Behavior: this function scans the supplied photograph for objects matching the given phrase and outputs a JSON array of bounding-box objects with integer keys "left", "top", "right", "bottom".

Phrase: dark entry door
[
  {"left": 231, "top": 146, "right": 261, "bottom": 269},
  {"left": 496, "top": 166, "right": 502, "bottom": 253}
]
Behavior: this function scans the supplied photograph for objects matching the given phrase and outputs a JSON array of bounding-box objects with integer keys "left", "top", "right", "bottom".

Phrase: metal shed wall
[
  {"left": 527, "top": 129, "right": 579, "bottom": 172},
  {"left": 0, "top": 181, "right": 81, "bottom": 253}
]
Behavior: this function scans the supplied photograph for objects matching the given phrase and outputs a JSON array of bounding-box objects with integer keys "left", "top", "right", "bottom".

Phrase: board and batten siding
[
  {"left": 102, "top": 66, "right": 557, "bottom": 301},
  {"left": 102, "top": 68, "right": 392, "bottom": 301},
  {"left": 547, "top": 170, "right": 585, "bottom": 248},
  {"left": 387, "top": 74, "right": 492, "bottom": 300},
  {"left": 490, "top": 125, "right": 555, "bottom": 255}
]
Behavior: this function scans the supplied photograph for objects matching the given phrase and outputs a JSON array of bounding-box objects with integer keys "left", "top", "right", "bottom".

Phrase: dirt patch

» **Problem**
All of the entries must be given again, word for word.

» **Output for this task**
Behavior: this function scans the supplied photograph for objects matching the given phrase and outputs a JSON array of bounding-box objects with integer keys "left", "top", "right", "bottom".

Phrase: dark entry door
[
  {"left": 231, "top": 146, "right": 261, "bottom": 269},
  {"left": 496, "top": 166, "right": 502, "bottom": 253}
]
Behavior: this function scans the supplied photograph for objects matching the given phrase and outputs a JSON array of bounding-box objects with integer keys "left", "top", "right", "bottom".

Phrase: metal shed wall
[
  {"left": 527, "top": 129, "right": 579, "bottom": 172},
  {"left": 0, "top": 181, "right": 81, "bottom": 253}
]
Behavior: this function scans the supplied photograph for objects matching the given phrase and outputs a JSON array of bounding-box objects with integer keys "left", "top", "right", "bottom".

Phrase: board and batten siding
[
  {"left": 102, "top": 66, "right": 557, "bottom": 301},
  {"left": 102, "top": 68, "right": 392, "bottom": 301},
  {"left": 547, "top": 170, "right": 585, "bottom": 248},
  {"left": 387, "top": 74, "right": 492, "bottom": 300},
  {"left": 490, "top": 125, "right": 555, "bottom": 255}
]
Behavior: this function scans the supplied photograph for objects matching the given phrase and outputs a JSON array of bounding-box objects with integer keys "left", "top", "right", "bottom".

Phrase: dirt patch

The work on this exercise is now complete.